*Brano da leggere:*

▬▬▬▬▬▬▬▬▬▬

Si girò e mi indicò un tram in arrivo: «È questo il suo?» Guardai: si stava avvicinando, ed era il mio infatti. Io stavo pensando che questo tipo che mi stava dinanzi – quasi rottame alla deriva – aveva trascurato, nel suo racconto, di dirmi cosa fosse accaduto a Titta; ma ero convinto che più che trascurato avesse sorvolato, forse perché questa era stata la causa più saliente: cioè la stoccata finale sul suo cuore stanco e sul suo modo di vivere. Il tram era quasi di fronte a noi e si udivano i freni in azione. Presi il quadro involtandolo nel giornale. Gli tesi la mano per salutarlo e mentre gliela stringevo, con voce più accorata, come accomiatandosi, disse: «Titta era bella, sa, e la trovai sposata». Salii con altri, e mentre il tram si rimetteva in moto, lo guardai ancora dai vetri. Si incamminava a capo chino, con le mani in tasca e con la sua solitudine, lungo la spalletta dell'Arno. Stavo ancora assorto al suo caso, quando la voce del fattorino mi richiamò alla realtà: «Biglietto signore?».        

Indipendentemente dal fatto che il racconto si riferisca ad un fatto realmente accaduto o – come è più probabile – che sia stato scritto dal Fontanelli magari rielaborando storie relative ad episodi accaduti nel periodo bellico o nel dopoguerra, esso contiene elementi rivelatori delle sintonie psichiche del medium, il quale era incline ad una gioia di vivere contemplativa basata sulla meraviglia per il gioco creativo della natura e sull'incanto per l'arte, ma allo stesso tempo era pervaso da una profonda malinconia per le vicende e le disgrazie umane, nei confronti delle quali sentiva una compassione intensa anche se ingenuamente propensa ad una certa drammaticità di stampo quasi ottocentesco. Lui stesso, forse, si identificava con la personalità dell'artista romantico incompreso e segnato dal destino.

▬▬▬▬▬▬▬▬▬▬

*Consegna a:* Formatta come lista JSON di stringhe le voci comprese tra la riga che contiene "Find the side" e la riga che contiene "pixel 381 127", entrambe incluse. Usa una stringa per ogni riga e tralascia le righe vuote.

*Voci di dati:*
▬▬▬▬▬▬▬▬▬▬

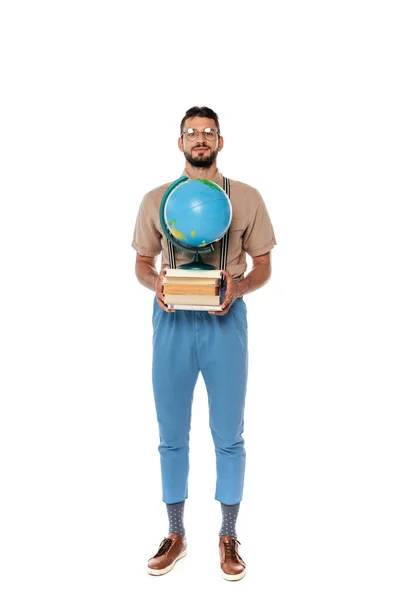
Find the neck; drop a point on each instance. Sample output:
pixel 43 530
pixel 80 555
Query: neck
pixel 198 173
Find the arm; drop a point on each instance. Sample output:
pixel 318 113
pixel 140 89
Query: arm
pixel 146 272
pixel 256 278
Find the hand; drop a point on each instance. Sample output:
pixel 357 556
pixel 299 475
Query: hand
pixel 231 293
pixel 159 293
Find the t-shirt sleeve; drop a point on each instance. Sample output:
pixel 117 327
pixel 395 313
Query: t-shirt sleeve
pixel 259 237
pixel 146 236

▬▬▬▬▬▬▬▬▬▬

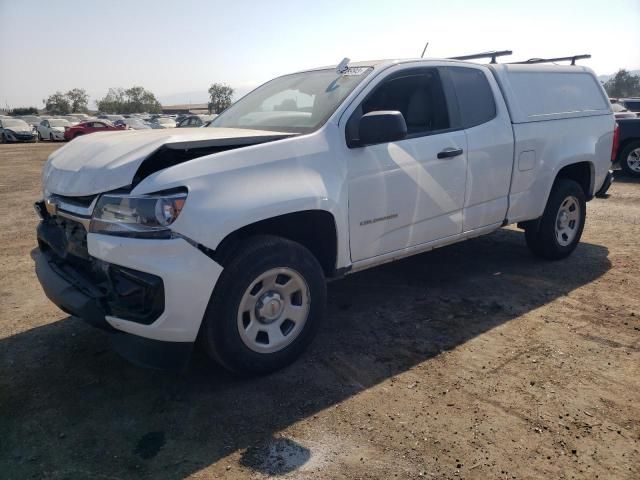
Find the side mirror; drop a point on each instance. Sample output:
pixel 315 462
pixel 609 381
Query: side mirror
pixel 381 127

▬▬▬▬▬▬▬▬▬▬

*Consegna b:* Estrai dal brano il tratto che va da "Indipendentemente dal fatto" fino a "segnato dal destino.", riportandolo parola per parola.

*Risultato dell'esercizio a:*
[
  "Find the side mirror; drop a point on each instance. Sample output:",
  "pixel 315 462",
  "pixel 609 381",
  "Query: side mirror",
  "pixel 381 127"
]

*Risultato dell'esercizio b:*
Indipendentemente dal fatto che il racconto si riferisca ad un fatto realmente accaduto o – come è più probabile – che sia stato scritto dal Fontanelli magari rielaborando storie relative ad episodi accaduti nel periodo bellico o nel dopoguerra, esso contiene elementi rivelatori delle sintonie psichiche del medium, il quale era incline ad una gioia di vivere contemplativa basata sulla meraviglia per il gioco creativo della natura e sull'incanto per l'arte, ma allo stesso tempo era pervaso da una profonda malinconia per le vicende e le disgrazie umane, nei confronti delle quali sentiva una compassione intensa anche se ingenuamente propensa ad una certa drammaticità di stampo quasi ottocentesco. Lui stesso, forse, si identificava con la personalità dell'artista romantico incompreso e segnato dal destino.